● GIVEN RECORDS
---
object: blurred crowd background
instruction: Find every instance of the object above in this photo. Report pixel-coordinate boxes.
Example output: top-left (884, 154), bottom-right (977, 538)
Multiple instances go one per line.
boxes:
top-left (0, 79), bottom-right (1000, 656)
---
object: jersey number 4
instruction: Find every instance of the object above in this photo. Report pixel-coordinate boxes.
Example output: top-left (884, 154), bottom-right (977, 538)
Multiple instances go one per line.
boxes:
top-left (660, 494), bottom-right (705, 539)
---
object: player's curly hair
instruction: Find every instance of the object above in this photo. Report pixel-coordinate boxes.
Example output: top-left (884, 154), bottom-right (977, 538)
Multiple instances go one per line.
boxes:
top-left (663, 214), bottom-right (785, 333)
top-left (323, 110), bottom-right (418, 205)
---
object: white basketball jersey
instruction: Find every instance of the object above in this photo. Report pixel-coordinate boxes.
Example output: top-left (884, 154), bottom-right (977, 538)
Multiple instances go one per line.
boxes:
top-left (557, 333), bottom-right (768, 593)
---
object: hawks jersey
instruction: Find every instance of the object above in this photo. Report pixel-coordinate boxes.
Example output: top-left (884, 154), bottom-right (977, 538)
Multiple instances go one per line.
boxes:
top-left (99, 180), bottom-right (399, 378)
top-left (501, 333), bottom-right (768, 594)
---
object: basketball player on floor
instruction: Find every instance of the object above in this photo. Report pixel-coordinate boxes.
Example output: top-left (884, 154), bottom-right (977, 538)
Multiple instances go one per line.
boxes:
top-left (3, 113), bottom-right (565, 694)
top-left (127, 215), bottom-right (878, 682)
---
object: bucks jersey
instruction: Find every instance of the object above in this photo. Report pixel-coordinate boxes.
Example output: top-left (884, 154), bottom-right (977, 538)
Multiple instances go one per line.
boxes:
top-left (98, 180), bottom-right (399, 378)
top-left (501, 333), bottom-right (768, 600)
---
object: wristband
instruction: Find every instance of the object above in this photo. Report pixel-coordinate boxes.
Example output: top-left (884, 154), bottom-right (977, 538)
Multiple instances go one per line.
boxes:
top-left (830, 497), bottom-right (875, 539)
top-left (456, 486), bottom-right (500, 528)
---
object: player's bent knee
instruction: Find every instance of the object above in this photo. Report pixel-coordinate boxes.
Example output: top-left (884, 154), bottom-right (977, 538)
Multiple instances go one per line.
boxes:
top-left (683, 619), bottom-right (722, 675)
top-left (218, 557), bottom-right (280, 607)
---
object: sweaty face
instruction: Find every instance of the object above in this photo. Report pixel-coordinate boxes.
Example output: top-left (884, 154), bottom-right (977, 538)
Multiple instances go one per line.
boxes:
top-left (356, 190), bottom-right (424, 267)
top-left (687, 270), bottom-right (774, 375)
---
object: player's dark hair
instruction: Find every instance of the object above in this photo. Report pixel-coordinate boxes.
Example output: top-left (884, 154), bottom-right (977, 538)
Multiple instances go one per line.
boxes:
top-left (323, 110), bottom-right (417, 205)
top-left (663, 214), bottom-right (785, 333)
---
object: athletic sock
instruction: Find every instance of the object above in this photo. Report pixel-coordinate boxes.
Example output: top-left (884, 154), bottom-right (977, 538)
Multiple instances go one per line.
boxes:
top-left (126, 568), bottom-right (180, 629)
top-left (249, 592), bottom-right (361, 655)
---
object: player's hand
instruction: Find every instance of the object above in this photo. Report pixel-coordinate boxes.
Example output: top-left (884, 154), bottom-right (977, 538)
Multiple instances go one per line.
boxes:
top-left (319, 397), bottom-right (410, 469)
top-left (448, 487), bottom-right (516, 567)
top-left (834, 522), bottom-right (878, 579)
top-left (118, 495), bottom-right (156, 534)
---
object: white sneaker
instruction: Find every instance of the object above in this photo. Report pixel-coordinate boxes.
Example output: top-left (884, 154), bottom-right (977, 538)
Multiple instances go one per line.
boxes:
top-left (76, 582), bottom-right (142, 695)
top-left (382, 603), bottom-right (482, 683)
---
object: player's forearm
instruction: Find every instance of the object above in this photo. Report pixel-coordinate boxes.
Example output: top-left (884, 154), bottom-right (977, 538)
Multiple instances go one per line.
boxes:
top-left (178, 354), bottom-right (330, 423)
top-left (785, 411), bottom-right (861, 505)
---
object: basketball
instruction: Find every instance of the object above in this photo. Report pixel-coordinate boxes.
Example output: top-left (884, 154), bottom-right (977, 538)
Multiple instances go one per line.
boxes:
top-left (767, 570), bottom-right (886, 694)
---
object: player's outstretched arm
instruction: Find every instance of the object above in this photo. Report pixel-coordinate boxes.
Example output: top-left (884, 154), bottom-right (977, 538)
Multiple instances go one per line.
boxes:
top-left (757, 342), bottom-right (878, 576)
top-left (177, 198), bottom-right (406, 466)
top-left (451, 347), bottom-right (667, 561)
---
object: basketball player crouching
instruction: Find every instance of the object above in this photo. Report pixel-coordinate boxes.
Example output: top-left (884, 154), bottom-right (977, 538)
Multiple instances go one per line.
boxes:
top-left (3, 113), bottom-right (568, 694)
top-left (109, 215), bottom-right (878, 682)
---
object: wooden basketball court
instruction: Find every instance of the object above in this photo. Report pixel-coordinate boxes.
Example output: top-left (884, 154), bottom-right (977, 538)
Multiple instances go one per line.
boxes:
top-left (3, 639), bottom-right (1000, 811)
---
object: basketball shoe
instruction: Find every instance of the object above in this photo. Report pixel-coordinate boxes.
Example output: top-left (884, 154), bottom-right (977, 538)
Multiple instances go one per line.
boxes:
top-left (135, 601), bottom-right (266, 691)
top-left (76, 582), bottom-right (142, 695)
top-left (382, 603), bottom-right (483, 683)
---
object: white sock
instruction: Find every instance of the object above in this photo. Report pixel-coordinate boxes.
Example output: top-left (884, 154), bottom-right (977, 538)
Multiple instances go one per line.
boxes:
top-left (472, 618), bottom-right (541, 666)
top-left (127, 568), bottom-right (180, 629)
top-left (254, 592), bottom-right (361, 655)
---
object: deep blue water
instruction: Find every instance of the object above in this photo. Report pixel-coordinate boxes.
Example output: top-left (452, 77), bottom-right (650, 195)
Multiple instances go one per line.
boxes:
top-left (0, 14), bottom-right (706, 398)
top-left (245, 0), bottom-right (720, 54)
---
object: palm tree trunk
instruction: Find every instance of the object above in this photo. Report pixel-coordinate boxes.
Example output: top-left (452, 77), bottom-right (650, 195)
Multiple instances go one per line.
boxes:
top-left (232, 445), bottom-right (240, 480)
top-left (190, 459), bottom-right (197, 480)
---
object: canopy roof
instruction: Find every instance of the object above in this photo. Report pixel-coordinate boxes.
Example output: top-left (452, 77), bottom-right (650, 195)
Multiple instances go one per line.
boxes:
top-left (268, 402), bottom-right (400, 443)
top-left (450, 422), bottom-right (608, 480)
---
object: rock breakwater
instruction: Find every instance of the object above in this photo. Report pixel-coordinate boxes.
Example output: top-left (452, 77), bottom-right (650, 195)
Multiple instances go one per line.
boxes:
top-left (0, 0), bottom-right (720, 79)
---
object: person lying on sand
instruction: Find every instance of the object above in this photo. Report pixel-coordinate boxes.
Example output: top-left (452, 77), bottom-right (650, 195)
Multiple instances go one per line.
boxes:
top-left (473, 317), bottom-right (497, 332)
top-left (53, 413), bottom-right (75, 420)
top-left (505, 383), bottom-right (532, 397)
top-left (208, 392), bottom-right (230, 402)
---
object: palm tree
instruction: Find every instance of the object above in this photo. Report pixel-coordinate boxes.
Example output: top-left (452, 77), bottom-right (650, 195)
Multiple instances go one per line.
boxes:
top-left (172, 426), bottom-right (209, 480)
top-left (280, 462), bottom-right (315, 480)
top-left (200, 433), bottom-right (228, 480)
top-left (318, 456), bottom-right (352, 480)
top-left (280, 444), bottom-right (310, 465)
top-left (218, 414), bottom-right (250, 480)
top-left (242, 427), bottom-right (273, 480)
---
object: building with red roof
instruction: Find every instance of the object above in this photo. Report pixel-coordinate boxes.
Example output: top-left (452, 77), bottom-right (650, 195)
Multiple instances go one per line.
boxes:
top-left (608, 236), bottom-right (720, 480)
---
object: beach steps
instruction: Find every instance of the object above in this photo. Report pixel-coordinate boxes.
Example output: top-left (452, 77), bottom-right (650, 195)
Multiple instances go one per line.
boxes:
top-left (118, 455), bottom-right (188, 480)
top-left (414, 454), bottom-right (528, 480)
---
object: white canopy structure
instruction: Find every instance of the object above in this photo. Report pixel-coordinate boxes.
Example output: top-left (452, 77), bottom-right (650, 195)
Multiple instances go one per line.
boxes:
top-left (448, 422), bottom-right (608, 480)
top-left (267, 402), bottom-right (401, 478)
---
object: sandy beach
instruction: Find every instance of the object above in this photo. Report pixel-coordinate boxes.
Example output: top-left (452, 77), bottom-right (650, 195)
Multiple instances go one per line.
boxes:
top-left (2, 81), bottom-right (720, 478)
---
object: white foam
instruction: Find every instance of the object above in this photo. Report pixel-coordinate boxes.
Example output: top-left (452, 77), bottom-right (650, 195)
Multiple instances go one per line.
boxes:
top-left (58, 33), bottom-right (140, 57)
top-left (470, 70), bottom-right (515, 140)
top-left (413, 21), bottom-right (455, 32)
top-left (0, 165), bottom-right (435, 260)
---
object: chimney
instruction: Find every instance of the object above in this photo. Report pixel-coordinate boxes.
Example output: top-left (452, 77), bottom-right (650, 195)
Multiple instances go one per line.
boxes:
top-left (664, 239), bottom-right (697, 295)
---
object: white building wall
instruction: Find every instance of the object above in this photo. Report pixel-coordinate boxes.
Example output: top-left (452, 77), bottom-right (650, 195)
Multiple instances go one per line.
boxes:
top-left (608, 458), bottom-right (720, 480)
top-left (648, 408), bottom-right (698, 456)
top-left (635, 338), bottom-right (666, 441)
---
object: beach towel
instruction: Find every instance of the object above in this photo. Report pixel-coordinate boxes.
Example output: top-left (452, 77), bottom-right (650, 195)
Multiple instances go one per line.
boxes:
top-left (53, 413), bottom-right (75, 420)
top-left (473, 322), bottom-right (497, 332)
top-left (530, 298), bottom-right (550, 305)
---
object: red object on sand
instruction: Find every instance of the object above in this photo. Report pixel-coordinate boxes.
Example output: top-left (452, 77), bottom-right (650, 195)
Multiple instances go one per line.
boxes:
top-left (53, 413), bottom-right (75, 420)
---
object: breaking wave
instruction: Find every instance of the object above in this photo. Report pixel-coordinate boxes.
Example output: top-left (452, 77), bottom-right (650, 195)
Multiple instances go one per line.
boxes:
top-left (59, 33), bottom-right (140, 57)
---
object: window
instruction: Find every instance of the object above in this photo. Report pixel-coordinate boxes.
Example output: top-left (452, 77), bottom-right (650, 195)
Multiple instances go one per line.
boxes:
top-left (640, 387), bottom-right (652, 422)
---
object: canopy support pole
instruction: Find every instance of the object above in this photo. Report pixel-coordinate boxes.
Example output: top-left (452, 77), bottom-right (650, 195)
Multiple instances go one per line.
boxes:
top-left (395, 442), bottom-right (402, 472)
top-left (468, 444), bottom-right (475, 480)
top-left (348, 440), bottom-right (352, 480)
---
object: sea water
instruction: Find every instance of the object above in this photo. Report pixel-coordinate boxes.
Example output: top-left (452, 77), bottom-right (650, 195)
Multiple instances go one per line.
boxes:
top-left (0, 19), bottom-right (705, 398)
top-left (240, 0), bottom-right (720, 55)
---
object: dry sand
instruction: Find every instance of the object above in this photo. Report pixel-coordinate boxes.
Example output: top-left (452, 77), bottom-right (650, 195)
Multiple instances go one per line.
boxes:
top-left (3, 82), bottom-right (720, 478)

● OBJECTIVE
Copy the stretch from the start of the records through the line that contains "top-left (501, 333), bottom-right (768, 594)", changing every "jersey" to "uniform" and keeping everything else the same.

● OUTPUT FOR THIS EXERCISE
---
object: blurred crowd background
instruction: Find every instance of the object above in this photo. Report pixel-coordinate boxes.
Example output: top-left (884, 154), bottom-right (977, 538)
Multiple instances go one per line.
boxes:
top-left (0, 79), bottom-right (1000, 656)
---
object: uniform number 4
instruction: Find every instance of the object above in this photo. Report pixel-coordinate boxes.
Example output: top-left (884, 154), bottom-right (977, 538)
Multiple instances go one per line.
boxes:
top-left (660, 494), bottom-right (705, 539)
---
object: player's curly hair
instruction: Find every instance of the object above in this photo. Report pixel-coordinate boxes.
Example output: top-left (884, 154), bottom-right (977, 538)
Multiple instances go one per line.
boxes:
top-left (663, 214), bottom-right (785, 333)
top-left (323, 110), bottom-right (418, 205)
---
object: white basketball uniform
instruction: Find every instance of the object above in this photo. Report pixel-coordinate boxes.
Example output: top-left (884, 154), bottom-right (977, 538)
Multiple instances go one per line.
boxes:
top-left (557, 333), bottom-right (768, 593)
---
object: hawks uniform
instruction: Find every instance of the object above in this photo. Report pixel-coordinate boxes.
Example output: top-left (884, 154), bottom-right (977, 538)
Multiple instances go one per line.
boxes:
top-left (99, 180), bottom-right (399, 378)
top-left (501, 333), bottom-right (768, 594)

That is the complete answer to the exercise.